◆ MATERIAL FOR THE TASK
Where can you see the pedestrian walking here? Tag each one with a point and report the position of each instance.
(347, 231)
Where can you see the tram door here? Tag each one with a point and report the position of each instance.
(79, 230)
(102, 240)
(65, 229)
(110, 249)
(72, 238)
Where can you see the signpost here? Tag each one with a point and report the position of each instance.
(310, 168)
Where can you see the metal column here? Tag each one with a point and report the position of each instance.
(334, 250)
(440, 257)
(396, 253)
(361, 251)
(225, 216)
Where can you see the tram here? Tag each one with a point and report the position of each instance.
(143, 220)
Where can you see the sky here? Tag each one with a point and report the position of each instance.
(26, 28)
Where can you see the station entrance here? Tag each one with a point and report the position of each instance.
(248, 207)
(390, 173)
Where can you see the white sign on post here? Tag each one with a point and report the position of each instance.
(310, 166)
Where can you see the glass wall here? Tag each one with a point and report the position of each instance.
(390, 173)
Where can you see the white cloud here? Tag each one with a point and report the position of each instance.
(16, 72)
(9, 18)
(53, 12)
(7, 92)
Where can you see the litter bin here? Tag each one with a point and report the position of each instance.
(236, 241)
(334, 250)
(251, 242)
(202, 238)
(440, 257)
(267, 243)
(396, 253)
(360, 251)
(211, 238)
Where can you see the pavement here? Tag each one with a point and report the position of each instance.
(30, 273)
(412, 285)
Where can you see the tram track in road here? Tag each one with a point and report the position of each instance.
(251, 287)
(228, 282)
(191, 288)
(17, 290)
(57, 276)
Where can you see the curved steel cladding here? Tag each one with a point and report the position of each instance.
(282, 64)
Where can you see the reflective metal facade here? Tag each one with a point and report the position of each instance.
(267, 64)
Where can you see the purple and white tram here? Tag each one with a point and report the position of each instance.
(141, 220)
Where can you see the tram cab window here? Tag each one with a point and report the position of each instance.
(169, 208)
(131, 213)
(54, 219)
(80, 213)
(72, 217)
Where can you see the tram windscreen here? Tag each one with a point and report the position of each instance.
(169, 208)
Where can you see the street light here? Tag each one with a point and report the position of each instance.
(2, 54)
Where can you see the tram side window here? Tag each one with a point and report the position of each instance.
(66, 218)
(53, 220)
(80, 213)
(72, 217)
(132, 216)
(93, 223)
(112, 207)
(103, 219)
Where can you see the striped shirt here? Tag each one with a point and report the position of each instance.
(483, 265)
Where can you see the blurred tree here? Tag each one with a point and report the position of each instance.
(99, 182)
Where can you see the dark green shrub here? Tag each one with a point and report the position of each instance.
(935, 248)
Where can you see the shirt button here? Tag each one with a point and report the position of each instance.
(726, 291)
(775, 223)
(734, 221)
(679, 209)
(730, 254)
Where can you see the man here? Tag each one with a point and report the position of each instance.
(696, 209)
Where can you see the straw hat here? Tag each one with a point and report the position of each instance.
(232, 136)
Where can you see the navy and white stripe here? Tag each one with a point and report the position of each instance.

◆ OBJECTIVE
Copy every item above verbatim, from the first line through the last, changing nothing.

◆ PROBLEM SOLUTION
Where can you see the pedestrian walking here? Tag each one with a point and report the position of each instance.
(347, 231)
Where can you see the tram door here? Tag each one with a point and report the position of each instance.
(79, 230)
(102, 240)
(65, 229)
(110, 249)
(72, 238)
Where can you see the signpost here? Tag each one with a point and report the position of each instance.
(310, 168)
Where can you see the metal column here? Tag each one with a point and report the position of each instance.
(334, 250)
(440, 257)
(396, 253)
(361, 251)
(225, 216)
Where can you see the tram here? Tag each one with a point and report the position of each instance.
(143, 220)
Where can you see the sky here? Tag each one with a point and report the position of each instance.
(26, 28)
Where can you see the station entrance here? Tag each one with a point and report the position of each instance.
(248, 207)
(390, 173)
Where can you see the white sign on post here? Tag each one with a point and report the position of each instance.
(310, 166)
Where can you see the glass wall here? Tag each one with a point and report the position of each instance.
(390, 173)
Where can you see the white cloud here? Tag each one with a point and report the position of each instance.
(16, 72)
(9, 18)
(53, 12)
(7, 92)
Where can you see the litter bin here? Tag each one with a point and report the position of each instance.
(236, 241)
(334, 250)
(251, 242)
(202, 238)
(440, 257)
(267, 243)
(396, 253)
(360, 251)
(211, 238)
Where can you see the pavement here? Tag each one with a point and report the position of each instance.
(30, 273)
(412, 285)
Where can you see the tram track in road here? Tag each one with a point and report the position of each instance.
(251, 287)
(228, 282)
(191, 288)
(17, 290)
(57, 276)
Where can you see the curved steel cladding here? Tag each one with a point and report the position of each instance.
(282, 64)
Where can you see the reflective metal facade here? Tag each one with a point and report the position of each instance.
(267, 64)
Where can you see the purple and white tram here? Tag each one with a point and report the position of each instance.
(141, 220)
Where can you see the tram cab window here? Tag each one with a point and report the position of each instance.
(169, 208)
(131, 213)
(54, 219)
(80, 213)
(72, 217)
Where can you see the tram windscreen here? Tag each one with a point and report the position of each instance.
(169, 208)
Where can you see the street light here? Tag each one with a point and report the position of each instance.
(2, 54)
Where can you see the tram side window here? Tag each one with a point and report the position of each instance.
(66, 218)
(53, 220)
(80, 213)
(72, 217)
(132, 216)
(93, 223)
(112, 207)
(103, 219)
Where can you see the striped shirt here? Tag each one with a point and report the position of each instance.
(483, 265)
Where can you see the blurred tree here? Tag each one with a point and report the position of each instance.
(99, 182)
Where can you see the dark green shrub here? Tag each one with a point and report the position of each instance.
(935, 248)
Where can you see the shirt button here? Tag each one with a point and report the position of each instance.
(726, 291)
(775, 223)
(734, 221)
(679, 209)
(730, 254)
Where can you see the man here? Tag each one with a point and report the position of each instance.
(696, 209)
Where can you see the straw hat here? Tag each one with a point and report the position of each instance.
(232, 136)
Where can you see the navy and white stripe here? Tag each one with a point and report the position of each instance.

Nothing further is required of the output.